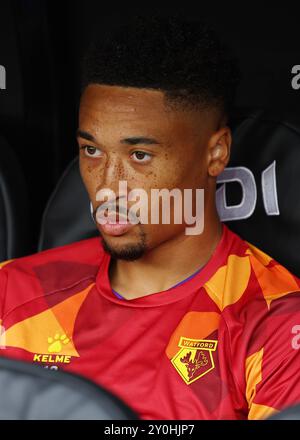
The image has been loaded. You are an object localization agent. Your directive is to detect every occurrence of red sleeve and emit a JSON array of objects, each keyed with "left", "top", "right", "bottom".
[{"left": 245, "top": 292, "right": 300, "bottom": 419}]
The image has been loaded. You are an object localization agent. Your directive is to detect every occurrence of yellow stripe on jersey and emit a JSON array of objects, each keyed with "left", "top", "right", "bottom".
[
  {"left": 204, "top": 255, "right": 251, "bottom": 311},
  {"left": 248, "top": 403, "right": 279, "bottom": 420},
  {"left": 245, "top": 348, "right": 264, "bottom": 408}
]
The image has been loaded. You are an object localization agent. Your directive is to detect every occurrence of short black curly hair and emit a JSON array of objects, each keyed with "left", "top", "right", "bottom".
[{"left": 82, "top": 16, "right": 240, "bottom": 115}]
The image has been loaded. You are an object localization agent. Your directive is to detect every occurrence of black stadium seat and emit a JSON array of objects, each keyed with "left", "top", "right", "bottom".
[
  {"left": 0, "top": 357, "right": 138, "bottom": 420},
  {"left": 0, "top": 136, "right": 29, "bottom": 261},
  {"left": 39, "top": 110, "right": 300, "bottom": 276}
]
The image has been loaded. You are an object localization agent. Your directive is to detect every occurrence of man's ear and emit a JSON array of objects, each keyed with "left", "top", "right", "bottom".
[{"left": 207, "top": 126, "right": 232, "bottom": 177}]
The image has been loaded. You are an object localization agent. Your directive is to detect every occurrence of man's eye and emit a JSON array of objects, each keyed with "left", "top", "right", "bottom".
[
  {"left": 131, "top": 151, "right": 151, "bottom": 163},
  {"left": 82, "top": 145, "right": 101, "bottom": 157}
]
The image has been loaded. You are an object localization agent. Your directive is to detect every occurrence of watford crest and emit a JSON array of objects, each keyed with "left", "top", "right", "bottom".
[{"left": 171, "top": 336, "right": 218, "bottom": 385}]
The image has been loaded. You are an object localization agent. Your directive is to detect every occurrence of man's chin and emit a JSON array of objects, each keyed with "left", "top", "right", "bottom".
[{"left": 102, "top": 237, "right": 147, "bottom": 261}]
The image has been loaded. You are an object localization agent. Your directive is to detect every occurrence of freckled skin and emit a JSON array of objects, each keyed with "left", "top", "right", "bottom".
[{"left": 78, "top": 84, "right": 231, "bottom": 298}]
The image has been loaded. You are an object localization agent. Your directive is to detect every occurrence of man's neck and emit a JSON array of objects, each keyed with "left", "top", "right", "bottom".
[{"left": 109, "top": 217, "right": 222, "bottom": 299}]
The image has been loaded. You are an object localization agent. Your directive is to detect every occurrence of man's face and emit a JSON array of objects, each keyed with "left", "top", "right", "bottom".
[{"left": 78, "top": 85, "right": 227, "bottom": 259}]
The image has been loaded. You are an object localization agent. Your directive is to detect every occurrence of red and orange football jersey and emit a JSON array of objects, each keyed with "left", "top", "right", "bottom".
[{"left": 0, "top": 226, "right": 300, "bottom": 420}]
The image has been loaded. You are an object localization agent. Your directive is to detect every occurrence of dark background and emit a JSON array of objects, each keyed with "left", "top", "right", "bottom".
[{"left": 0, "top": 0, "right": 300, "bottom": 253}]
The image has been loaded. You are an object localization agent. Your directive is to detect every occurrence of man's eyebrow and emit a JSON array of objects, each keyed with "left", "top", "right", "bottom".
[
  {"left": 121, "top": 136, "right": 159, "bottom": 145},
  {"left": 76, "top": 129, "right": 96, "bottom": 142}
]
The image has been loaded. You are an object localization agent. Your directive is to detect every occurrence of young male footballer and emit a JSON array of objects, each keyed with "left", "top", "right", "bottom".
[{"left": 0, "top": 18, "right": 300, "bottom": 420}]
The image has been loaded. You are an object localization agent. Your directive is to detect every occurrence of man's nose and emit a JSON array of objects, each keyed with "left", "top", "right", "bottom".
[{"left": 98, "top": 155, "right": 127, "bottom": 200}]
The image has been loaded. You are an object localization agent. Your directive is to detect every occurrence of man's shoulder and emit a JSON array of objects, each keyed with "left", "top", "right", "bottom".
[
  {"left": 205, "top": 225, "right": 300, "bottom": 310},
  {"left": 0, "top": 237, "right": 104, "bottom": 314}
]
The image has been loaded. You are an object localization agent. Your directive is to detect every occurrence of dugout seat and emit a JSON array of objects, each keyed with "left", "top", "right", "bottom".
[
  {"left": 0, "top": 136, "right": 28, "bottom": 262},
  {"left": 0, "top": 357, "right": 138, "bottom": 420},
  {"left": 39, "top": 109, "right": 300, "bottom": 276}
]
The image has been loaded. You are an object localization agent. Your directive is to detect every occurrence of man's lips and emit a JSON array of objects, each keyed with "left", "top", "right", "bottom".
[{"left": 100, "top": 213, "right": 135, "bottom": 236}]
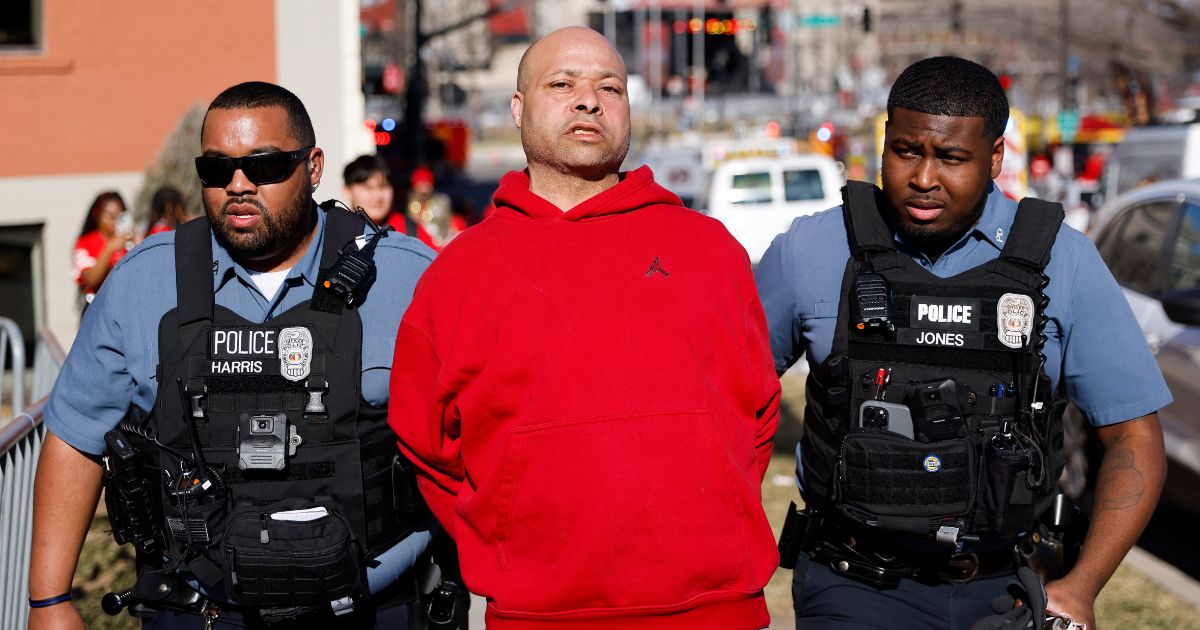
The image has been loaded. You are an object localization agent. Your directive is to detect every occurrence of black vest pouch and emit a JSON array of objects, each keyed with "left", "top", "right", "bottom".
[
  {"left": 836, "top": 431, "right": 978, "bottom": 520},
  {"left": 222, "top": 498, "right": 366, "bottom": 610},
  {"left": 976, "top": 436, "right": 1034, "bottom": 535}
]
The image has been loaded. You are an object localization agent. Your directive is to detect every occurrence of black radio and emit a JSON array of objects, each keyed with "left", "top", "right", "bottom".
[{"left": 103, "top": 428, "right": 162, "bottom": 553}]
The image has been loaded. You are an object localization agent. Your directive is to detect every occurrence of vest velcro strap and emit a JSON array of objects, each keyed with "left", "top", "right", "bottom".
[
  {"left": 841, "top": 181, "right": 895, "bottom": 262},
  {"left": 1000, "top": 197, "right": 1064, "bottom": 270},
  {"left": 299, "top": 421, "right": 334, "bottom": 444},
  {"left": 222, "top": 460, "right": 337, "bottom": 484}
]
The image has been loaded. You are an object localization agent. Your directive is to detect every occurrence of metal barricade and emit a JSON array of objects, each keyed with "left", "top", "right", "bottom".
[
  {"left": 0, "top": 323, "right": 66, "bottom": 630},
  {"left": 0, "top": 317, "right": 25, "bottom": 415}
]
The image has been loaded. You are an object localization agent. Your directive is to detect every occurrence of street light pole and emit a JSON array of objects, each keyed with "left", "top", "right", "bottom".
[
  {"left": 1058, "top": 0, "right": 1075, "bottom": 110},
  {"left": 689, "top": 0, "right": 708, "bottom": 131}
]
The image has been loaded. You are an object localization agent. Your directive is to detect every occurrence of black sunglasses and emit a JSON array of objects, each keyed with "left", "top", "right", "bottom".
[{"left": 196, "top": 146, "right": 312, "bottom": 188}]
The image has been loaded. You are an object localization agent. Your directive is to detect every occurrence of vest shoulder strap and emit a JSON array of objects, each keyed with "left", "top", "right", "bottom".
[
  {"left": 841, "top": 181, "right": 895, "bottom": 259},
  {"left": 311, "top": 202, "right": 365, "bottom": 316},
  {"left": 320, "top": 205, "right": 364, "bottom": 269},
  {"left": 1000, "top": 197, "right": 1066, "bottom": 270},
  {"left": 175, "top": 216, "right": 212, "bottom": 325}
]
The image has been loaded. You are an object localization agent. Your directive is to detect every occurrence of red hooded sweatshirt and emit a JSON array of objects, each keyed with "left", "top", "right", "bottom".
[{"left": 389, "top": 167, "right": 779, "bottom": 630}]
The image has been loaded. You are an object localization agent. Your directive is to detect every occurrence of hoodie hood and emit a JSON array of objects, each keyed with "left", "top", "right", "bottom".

▶ AIM OF THE EXERCISE:
Render every one of the records above as a JSON list of strings, one string per line, with blank lines omitted and the pictures left out.

▶ RESULT FOR THIS TASK:
[
  "The image has been loaded. You are an object localization agent. Your directive is to detect every occurrence of red sleeve and emit a JSON array of objects, each keyed with \"left\", \"top\", \"right\", \"bottom\".",
  "[{\"left\": 245, \"top\": 292, \"right\": 300, \"bottom\": 419}]",
  "The image has been loaded. You are an object localization agent. Your directive is to detect every occurrence of yellow stripe on jersey and emit a JSON array of objects, each keyed with \"left\", \"top\", \"right\", \"bottom\".",
  "[",
  "  {\"left\": 204, \"top\": 255, \"right\": 251, \"bottom\": 311},",
  "  {\"left\": 248, \"top\": 403, \"right\": 279, \"bottom\": 420},",
  "  {\"left\": 245, \"top\": 348, \"right\": 264, \"bottom\": 408}",
  "]",
  "The image has been loaded. You are an object localization agent. Your directive is to detect every occurrence of short black curly hair and emit a JSON array of objects, each keyed with \"left\", \"top\", \"right\", \"bottom\".",
  "[{\"left\": 82, \"top\": 16, \"right\": 240, \"bottom\": 115}]",
  "The image has been loaded. You are an object localization agent. Your directive is to detect every occurrence of black stadium seat and emit a JSON array of objects, each keyed with \"left\", \"top\", \"right\", \"bottom\".",
  "[",
  "  {\"left\": 0, \"top\": 357, \"right\": 138, \"bottom\": 420},",
  "  {\"left\": 0, \"top\": 136, \"right\": 29, \"bottom\": 261},",
  "  {\"left\": 39, \"top\": 110, \"right\": 300, \"bottom\": 276}",
  "]",
  "The image has been loaded. You are an object localization agent. Your directive is to detect every occurrence of man's ear and emit a JSON array of objects, each keyed with \"left\", \"top\", \"right\", \"bottom\".",
  "[{\"left\": 207, \"top\": 126, \"right\": 232, \"bottom\": 177}]",
  "The image has been loaded. You are an object localization agent. Your directive is to detect every occurrence of man's eye and emit a JSON array of objects, each keyed with \"left\", \"top\", \"right\", \"bottom\".",
  "[",
  "  {\"left\": 131, \"top\": 151, \"right\": 151, \"bottom\": 163},",
  "  {\"left\": 82, \"top\": 145, \"right\": 101, \"bottom\": 157}",
  "]",
  "The image has been loaded. You are an object localization agent. Your directive is to detect every occurrence of watford crest and emit a JSON array of objects, each keyed with \"left\", \"top\", \"right\", \"bottom\".",
  "[{\"left\": 171, \"top\": 336, \"right\": 218, \"bottom\": 385}]",
  "The image has been loaded. You are an object localization agent. Your directive is to detect every occurrence of man's chin and emit a JSON array of objects, each keyed with \"left\", \"top\", \"right\", \"bottom\".",
  "[{\"left\": 102, \"top\": 237, \"right\": 147, \"bottom\": 261}]",
  "The image has been loaded. You are an object localization agent. Your directive is to detect every occurrence of freckled skin and emit a JSON array of objects, each keyed with \"left\", \"top\", \"right\", \"bottom\".",
  "[{\"left\": 78, \"top\": 84, \"right\": 231, \"bottom\": 298}]",
  "The image has been loaded. You are an object localization agent. Your directive is to detect every occurrence of man's neck and emit a JSON array of objects, each keyed with \"left\", \"top\", \"right\", \"bottom\".",
  "[{\"left\": 109, \"top\": 217, \"right\": 222, \"bottom\": 299}]",
  "The image has been loaded. You are an object localization agent. Your directive is to detect every occurrence of man's face and emit a JSON array of objects, each keyed with \"left\", \"top\", \"right\", \"bottom\".",
  "[{\"left\": 78, \"top\": 85, \"right\": 227, \"bottom\": 259}]",
  "The image has been loaded. You are an object localization agent. Your directive is to detect every occurrence of red and orange football jersey and emit a JSON array of objects, each keyed with \"left\", \"top\", \"right\", \"bottom\".",
  "[{\"left\": 0, \"top\": 226, \"right\": 300, \"bottom\": 420}]",
  "The image has been loaded. You are an object localization agent. Your directive is to detect every occurrence of dark background and emit a JSON array of objects, each keyed with \"left\", \"top\", \"right\", \"bottom\".",
  "[{\"left\": 0, \"top\": 0, \"right\": 300, \"bottom\": 253}]",
  "The image has been loaded. You are an object localization agent. Your directive is to detect every occurrence of man's eyebrow and emit a JSON array of objects, each keyed with \"left\", \"top\", \"right\", \"bottom\".",
  "[",
  "  {\"left\": 121, \"top\": 136, \"right\": 159, \"bottom\": 145},",
  "  {\"left\": 76, \"top\": 129, \"right\": 96, \"bottom\": 142}",
  "]",
  "The image has been loaded. You are an object localization agent. Your directive is to detect every occurrence of young male footballer and emit a JSON array of objects, each keyed with \"left\", \"top\", \"right\", \"bottom\".",
  "[{\"left\": 0, \"top\": 18, \"right\": 300, \"bottom\": 420}]",
  "The image has been loaded. You are an object localization agent. Your directive is to detect every occurrence of man's nose and emit a JSON array of objects, each keyed with \"left\", \"top\", \"right\", \"bottom\".",
  "[{\"left\": 98, \"top\": 155, \"right\": 127, \"bottom\": 200}]",
  "The image has been loaded. You are an object localization agent. Your directive is to detect every occurrence of man's shoulder and emit a JSON array of objects, each keyed with \"left\", \"top\", \"right\", \"bottom\".",
  "[",
  "  {\"left\": 205, \"top\": 225, \"right\": 300, \"bottom\": 310},",
  "  {\"left\": 0, \"top\": 237, \"right\": 104, \"bottom\": 314}",
  "]",
  "The image has been loaded. You are an object localization agent. Your directive is to detect every occurrence of dugout seat and emit a JSON array of objects, each keyed with \"left\", \"top\", \"right\", \"bottom\".",
  "[",
  "  {\"left\": 0, \"top\": 136, \"right\": 28, \"bottom\": 262},",
  "  {\"left\": 0, \"top\": 357, \"right\": 138, \"bottom\": 420},",
  "  {\"left\": 39, \"top\": 109, \"right\": 300, \"bottom\": 276}",
  "]",
  "The image has been loaded. You are an object localization agent. Your directive is to detect every occurrence of man's lips and emit a JSON array of objects, each keyed with \"left\", \"top\", \"right\", \"bottom\".",
  "[{\"left\": 100, \"top\": 213, \"right\": 135, \"bottom\": 236}]",
  "The image has been loaded. You are an object localization agent. Your directive is to detect every occurrence of black vest pouch and emit a JSON array of objects, each keyed with \"left\", \"top\", \"right\", \"bottom\".",
  "[",
  "  {\"left\": 836, \"top\": 431, \"right\": 978, \"bottom\": 520},",
  "  {\"left\": 222, \"top\": 498, \"right\": 366, \"bottom\": 610},",
  "  {\"left\": 976, \"top\": 436, \"right\": 1034, \"bottom\": 535}",
  "]",
  "The image has been loaded. You are an object localization agent. Your directive is to detect every occurrence of black radio and emit a JSON array of objects, each keyed with \"left\", \"top\", \"right\", \"bottom\".",
  "[{\"left\": 103, \"top\": 428, \"right\": 162, \"bottom\": 553}]",
  "The image has been loaded. You are an object localization agent. Your directive is to detect every occurrence of vest velcro strap and emit a JSON array of objects, each keyed with \"left\", \"top\", \"right\", \"bottom\".",
  "[",
  "  {\"left\": 841, \"top\": 181, \"right\": 895, \"bottom\": 262},",
  "  {\"left\": 1000, \"top\": 197, \"right\": 1064, \"bottom\": 270},",
  "  {\"left\": 299, \"top\": 421, \"right\": 334, \"bottom\": 444},",
  "  {\"left\": 222, \"top\": 460, \"right\": 337, \"bottom\": 484}",
  "]",
  "The image has been loaded. You are an object localization agent. Your directive is to detect every occurrence of metal barricade and emit a JSON array of objects, each keyed with \"left\", \"top\", \"right\", \"bottom\".",
  "[",
  "  {\"left\": 0, \"top\": 323, \"right\": 66, \"bottom\": 630},",
  "  {\"left\": 0, \"top\": 317, \"right\": 25, \"bottom\": 415}",
  "]",
  "The image has been loaded. You are an object localization agent. Your directive is to detect every occurrence of street light pole and emit a JSON array of objects, each keyed with \"left\", \"top\", \"right\", \"bottom\".",
  "[",
  "  {\"left\": 1058, \"top\": 0, \"right\": 1075, \"bottom\": 110},",
  "  {\"left\": 689, \"top\": 0, \"right\": 708, \"bottom\": 131}",
  "]",
  "The image has been loaded. You are an object localization agent. Your directive is to detect every occurrence of black sunglasses and emit a JSON array of objects, each keyed with \"left\", \"top\", \"right\", \"bottom\".",
  "[{\"left\": 196, \"top\": 146, \"right\": 312, \"bottom\": 188}]",
  "The image has been loaded. You are an object localization agent. Your directive is to detect every occurrence of vest shoulder strap and emit a JSON array of objects, each keyed with \"left\", \"top\", \"right\", \"bottom\".",
  "[",
  "  {\"left\": 841, \"top\": 181, \"right\": 895, \"bottom\": 259},",
  "  {\"left\": 311, \"top\": 202, \"right\": 365, \"bottom\": 316},",
  "  {\"left\": 320, \"top\": 205, \"right\": 364, \"bottom\": 269},",
  "  {\"left\": 1000, \"top\": 197, \"right\": 1066, \"bottom\": 270},",
  "  {\"left\": 175, \"top\": 216, \"right\": 212, \"bottom\": 325}",
  "]",
  "The image has been loaded. You are an object localization agent. Your directive is to detect every occurrence of red hooded sweatshirt and emit a JSON array of objects, each keyed with \"left\", \"top\", \"right\", \"bottom\".",
  "[{\"left\": 389, \"top\": 167, \"right\": 779, \"bottom\": 630}]",
  "The image has been loaded. You are an object localization agent. Your directive is to detect every occurrence of hoodie hood and emit a JSON array of objects, each keyed with \"left\", \"top\", \"right\", \"bottom\"."
]